### Description of the task
Gather every line below that contains the string "pouch", matching case exactly, and copy each one out.

Stored dataset items:
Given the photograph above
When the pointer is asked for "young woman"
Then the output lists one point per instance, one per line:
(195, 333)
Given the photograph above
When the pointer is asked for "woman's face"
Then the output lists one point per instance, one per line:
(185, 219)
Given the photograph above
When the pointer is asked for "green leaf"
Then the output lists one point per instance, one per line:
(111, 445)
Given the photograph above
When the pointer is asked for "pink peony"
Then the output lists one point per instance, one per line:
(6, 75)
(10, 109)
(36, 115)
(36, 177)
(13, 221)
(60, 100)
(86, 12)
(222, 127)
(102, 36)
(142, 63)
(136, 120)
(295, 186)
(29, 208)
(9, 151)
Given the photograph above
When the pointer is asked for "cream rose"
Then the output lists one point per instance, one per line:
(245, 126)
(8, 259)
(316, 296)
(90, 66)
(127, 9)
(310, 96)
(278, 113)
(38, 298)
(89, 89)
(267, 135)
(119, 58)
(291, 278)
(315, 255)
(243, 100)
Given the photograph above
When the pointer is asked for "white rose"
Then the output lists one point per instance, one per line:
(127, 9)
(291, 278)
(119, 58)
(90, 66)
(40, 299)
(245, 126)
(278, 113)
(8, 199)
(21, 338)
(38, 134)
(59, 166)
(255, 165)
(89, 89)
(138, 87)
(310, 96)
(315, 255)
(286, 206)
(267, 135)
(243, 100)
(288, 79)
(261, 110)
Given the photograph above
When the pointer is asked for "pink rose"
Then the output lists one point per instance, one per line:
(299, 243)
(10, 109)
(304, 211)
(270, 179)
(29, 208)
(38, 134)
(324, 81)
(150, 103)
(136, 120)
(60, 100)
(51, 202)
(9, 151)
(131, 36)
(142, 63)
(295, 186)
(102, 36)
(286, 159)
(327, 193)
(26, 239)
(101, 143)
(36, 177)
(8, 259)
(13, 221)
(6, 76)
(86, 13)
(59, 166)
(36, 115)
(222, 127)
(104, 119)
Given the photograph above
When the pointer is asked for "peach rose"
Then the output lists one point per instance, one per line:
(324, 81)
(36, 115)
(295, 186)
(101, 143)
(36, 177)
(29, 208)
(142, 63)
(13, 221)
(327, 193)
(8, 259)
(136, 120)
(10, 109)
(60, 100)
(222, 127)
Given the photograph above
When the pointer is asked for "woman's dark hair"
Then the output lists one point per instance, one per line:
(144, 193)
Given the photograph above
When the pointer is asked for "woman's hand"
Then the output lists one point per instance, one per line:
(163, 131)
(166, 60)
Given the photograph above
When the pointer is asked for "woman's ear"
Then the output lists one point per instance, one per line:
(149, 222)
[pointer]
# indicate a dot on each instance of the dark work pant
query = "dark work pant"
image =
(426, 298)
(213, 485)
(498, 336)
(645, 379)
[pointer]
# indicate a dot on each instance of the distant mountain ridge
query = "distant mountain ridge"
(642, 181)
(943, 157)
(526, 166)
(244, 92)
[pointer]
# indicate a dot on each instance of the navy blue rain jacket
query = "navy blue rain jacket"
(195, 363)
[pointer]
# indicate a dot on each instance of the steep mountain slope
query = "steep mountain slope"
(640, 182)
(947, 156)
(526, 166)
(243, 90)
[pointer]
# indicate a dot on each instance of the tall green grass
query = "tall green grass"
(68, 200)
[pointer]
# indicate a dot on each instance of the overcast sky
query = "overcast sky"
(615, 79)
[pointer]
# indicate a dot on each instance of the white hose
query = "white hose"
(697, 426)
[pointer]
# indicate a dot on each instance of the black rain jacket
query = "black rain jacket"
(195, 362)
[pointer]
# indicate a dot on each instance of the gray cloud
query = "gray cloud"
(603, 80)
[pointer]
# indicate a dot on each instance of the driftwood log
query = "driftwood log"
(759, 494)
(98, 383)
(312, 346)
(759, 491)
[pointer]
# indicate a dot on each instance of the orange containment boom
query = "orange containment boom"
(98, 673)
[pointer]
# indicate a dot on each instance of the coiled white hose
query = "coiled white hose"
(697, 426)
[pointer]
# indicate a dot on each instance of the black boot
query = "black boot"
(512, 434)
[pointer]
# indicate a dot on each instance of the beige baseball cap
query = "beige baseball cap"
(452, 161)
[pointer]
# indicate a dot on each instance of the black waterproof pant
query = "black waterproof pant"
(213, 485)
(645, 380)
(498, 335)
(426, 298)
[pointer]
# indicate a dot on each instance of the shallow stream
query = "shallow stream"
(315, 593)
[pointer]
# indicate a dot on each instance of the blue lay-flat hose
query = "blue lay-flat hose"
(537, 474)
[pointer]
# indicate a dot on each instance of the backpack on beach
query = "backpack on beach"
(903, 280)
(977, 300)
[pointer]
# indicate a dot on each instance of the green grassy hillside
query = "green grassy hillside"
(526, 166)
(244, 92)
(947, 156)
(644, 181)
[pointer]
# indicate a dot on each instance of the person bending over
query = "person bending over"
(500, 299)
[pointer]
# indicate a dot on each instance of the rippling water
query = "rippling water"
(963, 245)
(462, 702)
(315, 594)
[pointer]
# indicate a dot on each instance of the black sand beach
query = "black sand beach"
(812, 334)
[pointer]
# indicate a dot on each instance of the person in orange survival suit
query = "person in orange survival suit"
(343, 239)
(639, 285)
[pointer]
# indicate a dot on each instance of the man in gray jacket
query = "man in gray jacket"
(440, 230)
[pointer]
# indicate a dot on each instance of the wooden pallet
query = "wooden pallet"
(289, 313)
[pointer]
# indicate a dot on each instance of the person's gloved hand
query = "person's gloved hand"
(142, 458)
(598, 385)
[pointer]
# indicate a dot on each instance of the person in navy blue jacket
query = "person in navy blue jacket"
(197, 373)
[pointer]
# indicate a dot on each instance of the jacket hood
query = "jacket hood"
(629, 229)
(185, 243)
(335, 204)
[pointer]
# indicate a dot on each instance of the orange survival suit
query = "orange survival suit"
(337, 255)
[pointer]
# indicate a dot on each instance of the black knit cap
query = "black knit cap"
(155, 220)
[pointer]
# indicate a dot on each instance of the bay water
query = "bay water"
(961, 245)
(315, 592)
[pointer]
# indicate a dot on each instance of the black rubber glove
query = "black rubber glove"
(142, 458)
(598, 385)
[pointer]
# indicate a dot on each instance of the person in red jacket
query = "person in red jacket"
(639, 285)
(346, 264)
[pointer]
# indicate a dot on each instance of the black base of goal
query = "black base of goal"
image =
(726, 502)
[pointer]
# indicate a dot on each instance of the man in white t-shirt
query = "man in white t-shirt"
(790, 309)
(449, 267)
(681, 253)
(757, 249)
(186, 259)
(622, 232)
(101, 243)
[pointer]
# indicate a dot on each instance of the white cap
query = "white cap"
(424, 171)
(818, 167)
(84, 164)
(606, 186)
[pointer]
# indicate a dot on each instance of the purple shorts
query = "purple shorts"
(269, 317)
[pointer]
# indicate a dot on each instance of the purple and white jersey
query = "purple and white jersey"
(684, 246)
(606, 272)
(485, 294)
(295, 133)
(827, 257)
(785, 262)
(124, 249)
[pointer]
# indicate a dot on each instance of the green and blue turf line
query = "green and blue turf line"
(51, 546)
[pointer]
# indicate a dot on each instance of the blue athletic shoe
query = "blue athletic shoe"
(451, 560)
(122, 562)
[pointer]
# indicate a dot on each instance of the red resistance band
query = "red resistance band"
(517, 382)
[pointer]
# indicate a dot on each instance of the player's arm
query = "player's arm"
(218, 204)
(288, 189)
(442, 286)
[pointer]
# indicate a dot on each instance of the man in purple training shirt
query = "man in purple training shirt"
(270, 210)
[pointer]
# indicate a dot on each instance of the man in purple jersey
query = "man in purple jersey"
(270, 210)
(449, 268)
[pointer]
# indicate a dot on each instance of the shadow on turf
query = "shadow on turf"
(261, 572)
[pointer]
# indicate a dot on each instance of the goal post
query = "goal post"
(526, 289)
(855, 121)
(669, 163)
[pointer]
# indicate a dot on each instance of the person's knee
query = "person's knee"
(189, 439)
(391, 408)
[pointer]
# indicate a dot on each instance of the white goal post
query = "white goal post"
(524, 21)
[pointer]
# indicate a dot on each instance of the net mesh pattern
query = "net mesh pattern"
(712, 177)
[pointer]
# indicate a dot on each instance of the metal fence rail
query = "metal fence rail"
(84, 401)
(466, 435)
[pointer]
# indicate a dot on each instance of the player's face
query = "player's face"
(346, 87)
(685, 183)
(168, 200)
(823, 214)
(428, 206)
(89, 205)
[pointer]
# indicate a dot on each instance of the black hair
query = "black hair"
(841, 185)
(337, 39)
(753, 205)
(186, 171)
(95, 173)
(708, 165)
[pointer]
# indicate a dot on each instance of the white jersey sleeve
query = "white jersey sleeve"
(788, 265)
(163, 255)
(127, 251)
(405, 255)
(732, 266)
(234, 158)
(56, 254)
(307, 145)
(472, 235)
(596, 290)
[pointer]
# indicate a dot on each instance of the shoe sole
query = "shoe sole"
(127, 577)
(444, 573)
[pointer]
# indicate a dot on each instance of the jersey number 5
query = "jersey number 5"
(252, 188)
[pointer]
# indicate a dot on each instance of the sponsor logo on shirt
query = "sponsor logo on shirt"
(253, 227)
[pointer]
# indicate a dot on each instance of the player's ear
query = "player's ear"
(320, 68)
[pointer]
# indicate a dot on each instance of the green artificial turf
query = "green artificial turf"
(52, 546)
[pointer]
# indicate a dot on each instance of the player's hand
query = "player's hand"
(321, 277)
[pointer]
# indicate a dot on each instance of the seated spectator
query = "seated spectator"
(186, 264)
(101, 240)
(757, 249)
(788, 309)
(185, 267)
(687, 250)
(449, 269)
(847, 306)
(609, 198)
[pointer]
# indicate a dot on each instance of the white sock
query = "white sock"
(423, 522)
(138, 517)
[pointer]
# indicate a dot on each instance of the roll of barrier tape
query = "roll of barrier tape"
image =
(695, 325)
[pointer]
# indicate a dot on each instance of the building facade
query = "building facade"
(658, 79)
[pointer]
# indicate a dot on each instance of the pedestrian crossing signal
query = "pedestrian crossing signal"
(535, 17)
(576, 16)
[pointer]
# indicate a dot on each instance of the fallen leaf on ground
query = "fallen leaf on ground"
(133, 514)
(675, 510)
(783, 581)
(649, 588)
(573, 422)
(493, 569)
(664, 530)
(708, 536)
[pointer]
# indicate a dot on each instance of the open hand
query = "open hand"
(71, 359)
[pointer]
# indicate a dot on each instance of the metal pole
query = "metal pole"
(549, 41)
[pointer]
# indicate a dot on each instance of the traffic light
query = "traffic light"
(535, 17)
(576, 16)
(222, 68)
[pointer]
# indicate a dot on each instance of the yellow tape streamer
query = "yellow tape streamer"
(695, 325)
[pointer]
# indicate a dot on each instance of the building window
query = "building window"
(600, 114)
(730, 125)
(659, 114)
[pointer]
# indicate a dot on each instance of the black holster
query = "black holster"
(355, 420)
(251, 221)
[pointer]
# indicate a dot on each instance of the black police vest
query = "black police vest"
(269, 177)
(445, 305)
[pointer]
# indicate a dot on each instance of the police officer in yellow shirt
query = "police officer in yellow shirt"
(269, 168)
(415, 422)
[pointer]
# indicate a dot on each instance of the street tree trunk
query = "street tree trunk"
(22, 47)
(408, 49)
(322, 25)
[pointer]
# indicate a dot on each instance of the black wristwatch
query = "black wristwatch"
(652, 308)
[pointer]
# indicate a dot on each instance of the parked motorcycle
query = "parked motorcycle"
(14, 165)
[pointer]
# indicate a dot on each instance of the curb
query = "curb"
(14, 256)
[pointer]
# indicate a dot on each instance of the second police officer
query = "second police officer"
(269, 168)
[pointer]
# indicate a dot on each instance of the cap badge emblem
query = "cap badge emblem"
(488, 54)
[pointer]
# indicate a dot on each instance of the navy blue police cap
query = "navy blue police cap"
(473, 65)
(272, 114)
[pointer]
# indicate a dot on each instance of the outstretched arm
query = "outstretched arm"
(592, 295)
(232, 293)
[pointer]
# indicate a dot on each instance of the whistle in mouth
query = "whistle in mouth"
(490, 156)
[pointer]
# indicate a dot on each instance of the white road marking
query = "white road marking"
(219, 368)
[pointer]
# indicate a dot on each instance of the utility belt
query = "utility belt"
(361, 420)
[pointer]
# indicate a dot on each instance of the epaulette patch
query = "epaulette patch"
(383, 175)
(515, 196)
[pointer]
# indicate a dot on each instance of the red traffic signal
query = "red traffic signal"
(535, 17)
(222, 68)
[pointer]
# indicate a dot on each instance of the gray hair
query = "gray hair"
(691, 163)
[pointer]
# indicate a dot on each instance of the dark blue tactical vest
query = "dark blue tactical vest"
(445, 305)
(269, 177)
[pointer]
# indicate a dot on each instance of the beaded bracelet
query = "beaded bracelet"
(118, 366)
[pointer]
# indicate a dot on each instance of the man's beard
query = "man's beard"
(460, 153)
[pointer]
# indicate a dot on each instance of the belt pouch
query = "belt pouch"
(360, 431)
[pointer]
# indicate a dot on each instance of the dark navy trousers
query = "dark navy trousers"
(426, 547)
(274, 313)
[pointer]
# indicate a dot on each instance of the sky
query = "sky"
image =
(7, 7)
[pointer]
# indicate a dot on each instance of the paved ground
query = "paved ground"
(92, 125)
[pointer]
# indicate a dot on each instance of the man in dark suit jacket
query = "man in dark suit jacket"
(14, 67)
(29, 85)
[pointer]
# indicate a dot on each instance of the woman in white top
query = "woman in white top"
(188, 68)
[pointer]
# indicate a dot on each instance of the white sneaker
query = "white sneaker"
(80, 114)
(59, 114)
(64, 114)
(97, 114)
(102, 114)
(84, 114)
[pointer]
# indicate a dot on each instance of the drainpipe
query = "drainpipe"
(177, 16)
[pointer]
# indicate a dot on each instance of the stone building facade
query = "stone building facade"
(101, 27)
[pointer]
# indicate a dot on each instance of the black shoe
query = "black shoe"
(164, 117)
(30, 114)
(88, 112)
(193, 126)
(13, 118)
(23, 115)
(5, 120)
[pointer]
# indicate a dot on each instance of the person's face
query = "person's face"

### Solved problem
# indicate a dot on each instance of the belt pouch
query = "belt pouch"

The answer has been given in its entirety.